(Entries taken from a collection)
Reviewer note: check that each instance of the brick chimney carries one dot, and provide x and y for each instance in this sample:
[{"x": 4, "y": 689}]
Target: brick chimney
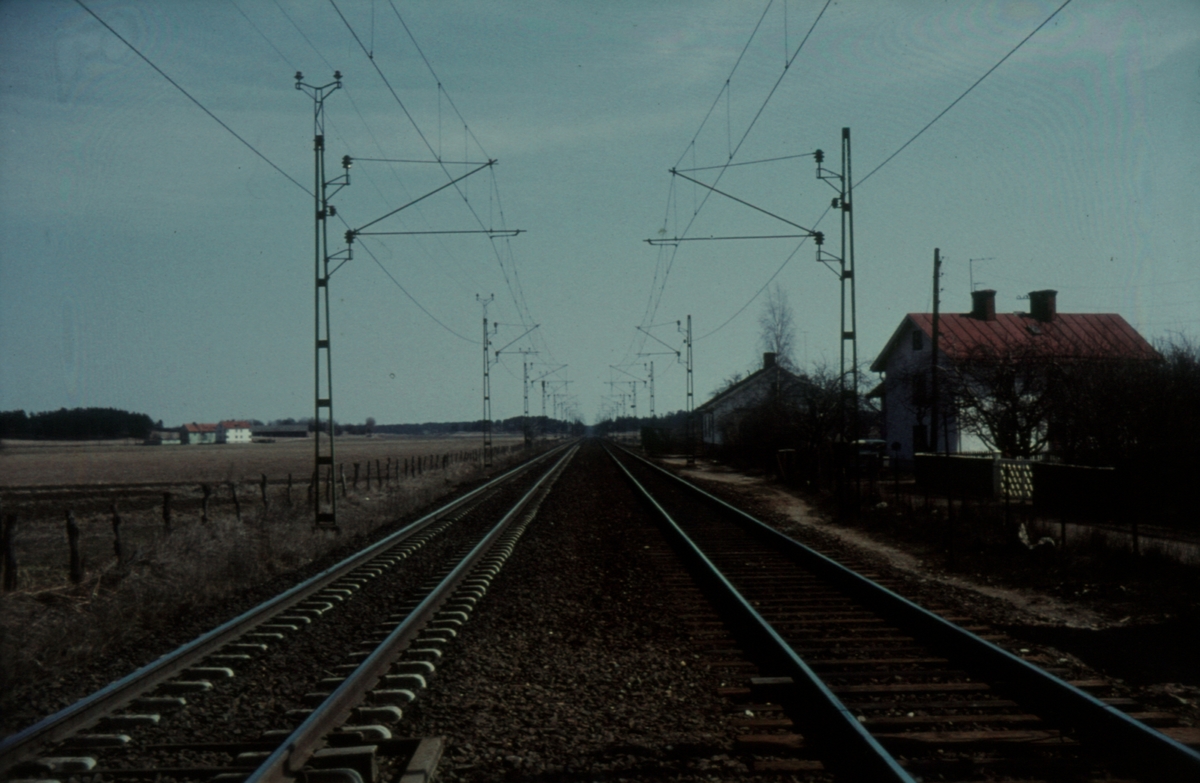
[
  {"x": 1043, "y": 305},
  {"x": 983, "y": 304}
]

#### TASK GOAL
Output the lines above in full and exactly as given, omitting any pictures.

#### EXPECTED ANSWER
Reviewer note: check that each instance of the brick chimney carries one dot, and provide x and y for each instance in this sample:
[{"x": 4, "y": 689}]
Target: brick chimney
[
  {"x": 1043, "y": 305},
  {"x": 983, "y": 304}
]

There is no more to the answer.